[[ Dataset extract, beginning ]]
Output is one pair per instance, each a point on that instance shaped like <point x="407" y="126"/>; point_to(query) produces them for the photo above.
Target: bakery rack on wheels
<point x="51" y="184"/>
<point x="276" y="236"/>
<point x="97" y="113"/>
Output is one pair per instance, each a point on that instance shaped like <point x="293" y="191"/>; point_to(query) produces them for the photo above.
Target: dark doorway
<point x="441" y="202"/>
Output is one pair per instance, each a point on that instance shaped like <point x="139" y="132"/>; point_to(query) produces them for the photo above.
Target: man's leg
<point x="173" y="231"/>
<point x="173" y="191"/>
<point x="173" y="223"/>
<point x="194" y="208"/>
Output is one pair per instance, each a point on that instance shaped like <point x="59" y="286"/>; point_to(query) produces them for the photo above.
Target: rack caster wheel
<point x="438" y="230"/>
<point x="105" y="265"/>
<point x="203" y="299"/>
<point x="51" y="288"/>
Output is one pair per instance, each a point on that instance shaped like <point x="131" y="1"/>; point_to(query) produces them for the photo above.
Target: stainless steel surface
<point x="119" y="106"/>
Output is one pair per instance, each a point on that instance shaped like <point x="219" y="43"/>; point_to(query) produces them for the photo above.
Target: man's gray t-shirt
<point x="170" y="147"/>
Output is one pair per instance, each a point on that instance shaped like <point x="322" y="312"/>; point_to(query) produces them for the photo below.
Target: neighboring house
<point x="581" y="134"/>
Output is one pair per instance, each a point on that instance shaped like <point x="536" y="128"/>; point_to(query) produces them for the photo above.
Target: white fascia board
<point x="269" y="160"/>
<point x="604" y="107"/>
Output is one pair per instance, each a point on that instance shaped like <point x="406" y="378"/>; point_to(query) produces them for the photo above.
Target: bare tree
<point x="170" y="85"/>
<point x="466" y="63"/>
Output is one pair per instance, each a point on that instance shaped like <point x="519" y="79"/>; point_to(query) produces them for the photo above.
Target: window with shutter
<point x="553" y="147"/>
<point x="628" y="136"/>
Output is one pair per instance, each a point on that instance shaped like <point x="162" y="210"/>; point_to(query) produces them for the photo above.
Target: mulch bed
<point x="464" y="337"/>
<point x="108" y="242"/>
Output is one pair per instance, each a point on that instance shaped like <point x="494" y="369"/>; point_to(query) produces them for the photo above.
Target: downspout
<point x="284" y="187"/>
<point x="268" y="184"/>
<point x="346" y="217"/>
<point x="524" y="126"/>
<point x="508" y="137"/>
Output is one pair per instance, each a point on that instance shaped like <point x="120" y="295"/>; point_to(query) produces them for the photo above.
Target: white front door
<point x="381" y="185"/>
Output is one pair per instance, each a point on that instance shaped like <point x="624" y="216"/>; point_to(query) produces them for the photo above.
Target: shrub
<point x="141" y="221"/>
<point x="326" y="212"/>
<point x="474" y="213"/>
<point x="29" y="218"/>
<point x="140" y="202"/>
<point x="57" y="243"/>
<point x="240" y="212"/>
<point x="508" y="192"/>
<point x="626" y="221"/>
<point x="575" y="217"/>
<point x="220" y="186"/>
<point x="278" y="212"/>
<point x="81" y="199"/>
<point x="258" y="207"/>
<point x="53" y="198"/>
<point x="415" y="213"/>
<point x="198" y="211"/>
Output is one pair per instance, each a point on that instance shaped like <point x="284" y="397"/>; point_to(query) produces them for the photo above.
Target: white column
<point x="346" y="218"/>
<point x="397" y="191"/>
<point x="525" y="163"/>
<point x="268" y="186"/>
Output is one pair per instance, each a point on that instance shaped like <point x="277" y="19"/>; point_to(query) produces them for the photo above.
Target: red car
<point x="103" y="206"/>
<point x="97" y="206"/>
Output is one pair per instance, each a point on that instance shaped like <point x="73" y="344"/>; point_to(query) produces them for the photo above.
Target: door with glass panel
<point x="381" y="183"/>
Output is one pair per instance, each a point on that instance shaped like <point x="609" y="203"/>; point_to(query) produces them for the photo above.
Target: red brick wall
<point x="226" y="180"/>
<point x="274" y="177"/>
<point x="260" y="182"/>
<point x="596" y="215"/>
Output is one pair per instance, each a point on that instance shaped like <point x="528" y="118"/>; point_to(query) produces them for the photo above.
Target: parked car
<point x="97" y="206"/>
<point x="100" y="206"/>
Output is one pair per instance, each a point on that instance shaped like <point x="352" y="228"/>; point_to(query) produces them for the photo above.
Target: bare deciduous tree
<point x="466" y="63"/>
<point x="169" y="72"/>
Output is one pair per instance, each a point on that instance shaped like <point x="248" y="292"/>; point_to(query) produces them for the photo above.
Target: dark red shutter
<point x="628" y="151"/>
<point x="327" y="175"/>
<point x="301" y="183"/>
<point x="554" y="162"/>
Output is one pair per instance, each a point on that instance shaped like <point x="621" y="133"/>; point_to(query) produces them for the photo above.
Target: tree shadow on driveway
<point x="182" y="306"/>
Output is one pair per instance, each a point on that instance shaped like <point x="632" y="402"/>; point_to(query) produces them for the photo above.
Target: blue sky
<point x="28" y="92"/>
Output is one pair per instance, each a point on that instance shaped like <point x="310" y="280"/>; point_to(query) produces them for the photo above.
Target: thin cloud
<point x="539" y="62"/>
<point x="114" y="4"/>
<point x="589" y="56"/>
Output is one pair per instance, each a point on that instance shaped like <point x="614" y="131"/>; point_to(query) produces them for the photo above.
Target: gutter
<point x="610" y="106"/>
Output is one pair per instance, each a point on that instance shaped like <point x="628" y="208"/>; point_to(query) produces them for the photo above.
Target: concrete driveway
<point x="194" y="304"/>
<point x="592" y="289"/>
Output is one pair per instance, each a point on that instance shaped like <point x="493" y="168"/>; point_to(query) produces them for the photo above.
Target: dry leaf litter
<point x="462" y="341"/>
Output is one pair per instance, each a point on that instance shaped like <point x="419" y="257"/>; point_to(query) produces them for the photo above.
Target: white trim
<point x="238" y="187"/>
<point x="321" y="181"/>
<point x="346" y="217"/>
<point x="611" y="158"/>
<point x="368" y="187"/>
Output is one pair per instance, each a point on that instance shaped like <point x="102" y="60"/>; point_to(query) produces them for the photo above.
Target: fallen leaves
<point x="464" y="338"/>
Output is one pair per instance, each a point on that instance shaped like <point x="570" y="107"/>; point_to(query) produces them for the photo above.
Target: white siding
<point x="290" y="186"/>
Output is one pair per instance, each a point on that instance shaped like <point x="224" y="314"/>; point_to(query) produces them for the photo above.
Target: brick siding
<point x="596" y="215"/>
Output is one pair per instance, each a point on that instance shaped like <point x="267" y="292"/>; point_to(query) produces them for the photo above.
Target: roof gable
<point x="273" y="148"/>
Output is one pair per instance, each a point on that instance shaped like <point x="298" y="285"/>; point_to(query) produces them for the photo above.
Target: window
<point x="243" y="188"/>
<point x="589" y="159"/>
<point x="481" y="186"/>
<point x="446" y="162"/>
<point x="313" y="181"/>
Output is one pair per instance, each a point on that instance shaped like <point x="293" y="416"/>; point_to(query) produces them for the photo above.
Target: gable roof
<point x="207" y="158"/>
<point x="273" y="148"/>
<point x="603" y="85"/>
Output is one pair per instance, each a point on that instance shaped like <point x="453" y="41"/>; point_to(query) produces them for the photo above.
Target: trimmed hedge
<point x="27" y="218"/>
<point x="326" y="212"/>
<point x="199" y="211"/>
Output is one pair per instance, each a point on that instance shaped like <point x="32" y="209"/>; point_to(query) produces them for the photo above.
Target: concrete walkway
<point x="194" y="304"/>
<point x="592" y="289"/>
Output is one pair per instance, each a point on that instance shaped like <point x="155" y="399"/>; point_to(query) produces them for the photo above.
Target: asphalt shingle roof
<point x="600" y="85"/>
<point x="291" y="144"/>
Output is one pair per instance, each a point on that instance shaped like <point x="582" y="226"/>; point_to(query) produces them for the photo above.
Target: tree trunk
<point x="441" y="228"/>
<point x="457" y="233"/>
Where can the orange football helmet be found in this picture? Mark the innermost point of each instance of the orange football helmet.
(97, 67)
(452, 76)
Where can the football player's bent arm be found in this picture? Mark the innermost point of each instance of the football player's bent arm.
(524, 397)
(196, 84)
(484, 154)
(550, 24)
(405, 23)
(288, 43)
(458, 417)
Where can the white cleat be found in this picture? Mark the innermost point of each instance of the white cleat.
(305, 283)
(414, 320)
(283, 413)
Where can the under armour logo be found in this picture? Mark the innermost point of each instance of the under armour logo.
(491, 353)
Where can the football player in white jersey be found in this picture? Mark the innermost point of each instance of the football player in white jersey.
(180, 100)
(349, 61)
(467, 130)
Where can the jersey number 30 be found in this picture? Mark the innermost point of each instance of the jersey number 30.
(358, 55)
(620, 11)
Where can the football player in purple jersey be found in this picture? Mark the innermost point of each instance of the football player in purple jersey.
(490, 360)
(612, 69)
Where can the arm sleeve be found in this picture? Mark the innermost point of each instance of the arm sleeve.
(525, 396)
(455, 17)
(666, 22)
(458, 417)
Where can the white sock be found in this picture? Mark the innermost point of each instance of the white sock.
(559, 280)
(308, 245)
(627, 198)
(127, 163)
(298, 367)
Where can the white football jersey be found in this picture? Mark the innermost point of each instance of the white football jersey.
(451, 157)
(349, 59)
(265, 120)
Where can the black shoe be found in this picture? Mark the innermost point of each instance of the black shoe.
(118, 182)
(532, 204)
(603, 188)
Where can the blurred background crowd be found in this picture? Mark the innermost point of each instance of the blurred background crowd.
[[ Dataset extract, end ]]
Starting with the line that contains "Where can the black", return every line through the last one of the records, exactly as written.

§ Final answer
Where can the black shoe be found in this picture? Mark the innermost point of each instance of the black shoe.
(118, 182)
(532, 204)
(603, 188)
Where can the blurred background crowd be found in this picture? Mark the innermost point of each instance of the blurred background crowd.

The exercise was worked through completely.